ACTIONS TO TAKE:
1/ Edit the cultural equity panel notes: give again the part that opens with the words containing "DCA and co agreed" and closes with "most Council district.", with "boroughs" in place of "neighborhoods".
2/ Translate this sentence from the cultural equity panel notes into Spanish: "The Cultural Equity Group speaks to the importance of artists and arts organizations of color whose contributions often define the vibrancy and vitality of neighborhoods throughout New York."
3/ Carry the cultural equity panel notes forward from their last line.

ARTICLE:
= = = =
Panelists included: 
The Cultural Equity Coalition
Nisha Baliga- Participatory Planning Director, Hester Street Collaborative
Caron Atlas- Consultant, Hester Street Collaborative AND Co-director of Naturally Occurring Cultural Districts New York
Edwin Torres- Deputy Commissioner NYC Department of Cultural Affairs 
Moderated by Nathalie Tejada, Director of Development, Public and Government Relations, Astor Services for Children & Families, and ICA Alum-Cycle II. 

ICF fellows of the CCCADI (Caribbean Cultural Center African Diaspora Institute) made their reports to DCA and the two groups they hired to manage the process, Hester Street Collaborative and Caron Atlas.

DCA and co agreed to come to this to hear from CEG and all that Marta has been doing. Linda Walton spoke for CEG, giving a report:

I.  Cultural Equity Group History and Background
·       Emerging from the Civil Rights Movement and founded in 2007, the Cultural Equity Group (CEG) is a coalition of cultural arts organizations and artists in New York City working for the equitable distribution of funds and resources to assure that under-resourced and under-served emerging and mid-sized organizations grounded in the culture and arts of their communities are fairly funded.

·       The Cultural Equity Group speaks to the importance of artists and arts organizations of color whose contributions often define the vibrancy and vitality of neighborhoods throughout New York.  Many are landmark cultural institutions operating within most Council district.

·       Concern of CEG: Presently 33 organizations designated the Cultural Institutions Group (CIG) receive approximately 3/4 of the New York City’s Department of Cultural Affairs budget while approximately ¼ is divided among over 1000 organizations.  The vast majority of organizations funded in this category reflect historically marginalized racial, ethnic and other cultural groups that do not represent the so-called “mainstream.”
II. CEG Informing the Cultural Plan
At a meeting organized last year by the CEG at The Riverside Theater, The CEG proposed the following
·       Equity is not a remedial endeavor for the disadvantaged but sees our communities from their advantages, their positives, enabling their unique qualities to enrich us all.
·       Requested a CEG appointment to the NYC Citizen’s Advisory Committee.
·       A fully transparent Cultural Planning effort that explores creative new funding mechanisms such as the creation of a Cultural Re-investment Fund that recognizes the important role played by community arts organizations and artists in creating vital communities and offers a viable vehicle to address concerns for cultural equity and access
·       The Plan should address structural changes as a priority
·       The Plan should bring about equity and a transparent funding distribution process
·       The Plan should consider a decentralized structure that empowers arts service organizations/intermediaries that are reflective of the communities served to manage the process
·       Establish relationships with other city agencies to explore the integration of the arts in their service deliverables.   Small Business Services, Economic Development, City Plan (land use/zoning), Housing (affordable housing), Work Force Development, Health, etc.
= = = =
PROVIDED MATERIAL:
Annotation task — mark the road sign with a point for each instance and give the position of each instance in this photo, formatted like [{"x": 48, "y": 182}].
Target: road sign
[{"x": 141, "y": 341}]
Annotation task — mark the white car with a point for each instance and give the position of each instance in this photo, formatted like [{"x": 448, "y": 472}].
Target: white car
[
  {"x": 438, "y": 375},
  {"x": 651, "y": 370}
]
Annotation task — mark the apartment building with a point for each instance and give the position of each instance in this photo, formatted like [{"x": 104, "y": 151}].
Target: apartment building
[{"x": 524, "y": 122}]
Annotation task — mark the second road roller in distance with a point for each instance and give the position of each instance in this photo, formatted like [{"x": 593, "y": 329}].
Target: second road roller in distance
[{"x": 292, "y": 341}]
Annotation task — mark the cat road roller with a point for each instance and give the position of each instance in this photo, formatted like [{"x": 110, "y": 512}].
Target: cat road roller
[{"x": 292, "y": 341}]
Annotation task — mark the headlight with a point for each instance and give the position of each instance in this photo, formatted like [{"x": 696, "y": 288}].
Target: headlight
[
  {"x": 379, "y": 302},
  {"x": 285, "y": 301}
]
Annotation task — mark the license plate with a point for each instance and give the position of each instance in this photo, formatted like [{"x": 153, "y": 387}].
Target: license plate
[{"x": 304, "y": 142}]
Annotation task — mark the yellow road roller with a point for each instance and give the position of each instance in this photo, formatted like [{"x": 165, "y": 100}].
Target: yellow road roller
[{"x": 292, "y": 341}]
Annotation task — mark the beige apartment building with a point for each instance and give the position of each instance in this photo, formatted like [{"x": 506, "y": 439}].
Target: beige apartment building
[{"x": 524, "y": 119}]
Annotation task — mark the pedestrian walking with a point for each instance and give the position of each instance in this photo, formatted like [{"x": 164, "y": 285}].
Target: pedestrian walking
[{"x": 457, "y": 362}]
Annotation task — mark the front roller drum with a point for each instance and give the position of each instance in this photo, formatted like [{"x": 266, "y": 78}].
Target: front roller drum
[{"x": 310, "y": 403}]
= = = =
ANSWERS IN ORDER:
1/
DCA and co agreed to come to this to hear from CEG and all that Marta has been doing. Linda Walton spoke for CEG, giving a report:

I.  Cultural Equity Group History and Background
·       Emerging from the Civil Rights Movement and founded in 2007, the Cultural Equity Group (CEG) is a coalition of cultural arts organizations and artists in New York City working for the equitable distribution of funds and resources to assure that under-resourced and under-served emerging and mid-sized organizations grounded in the culture and arts of their communities are fairly funded.

·       The Cultural Equity Group speaks to the importance of artists and arts organizations of color whose contributions often define the vibrancy and vitality of boroughs throughout New York.  Many are landmark cultural institutions operating within most Council district.

2/ El Cultural Equity Group destaca la importancia de los artistas y las organizaciones artísticas de color cuyas contribuciones a menudo definen el dinamismo y la vitalidad de los barrios de toda Nueva York.

3/
III. explore/Research viable strategies

The Cultural Equity Re-Investment Fund
·       The CEG proposes the creation of a Reinvestment Fund that reinvests the city’s arts-generated tourism income in the communities of color served by local artists, arts organizations and smaller cultural institutions and by doing so addresses concerns for equity and access.  The Reinvestment Fund will:
·       Generate new funding from new source
·       Create a platform for equity within the diversity parameters NYC is seeking to develop via the Cultural Plan;
·       Represent the true diversity across the entire City, and infuse the plan with support for the realities organizations face city-wide thus enriching NY districts, local organizations and arts agencies as specific regional demographics evolve.
·       Spur economic, cultural and community revitalization efforts;
·       Create jobs, provide a living wage and benefits to cultural workers;
·       Build Cultural Networks led by organizations of color and promote local arts activity as key to the City’s economic health among NYC political leadership.

The Comprehensive Employment and Training Act (CETA)
·       CETA was a federal program that created jobs across sectors including the arts (artists/arts organizations) administered through various city and arts organizations.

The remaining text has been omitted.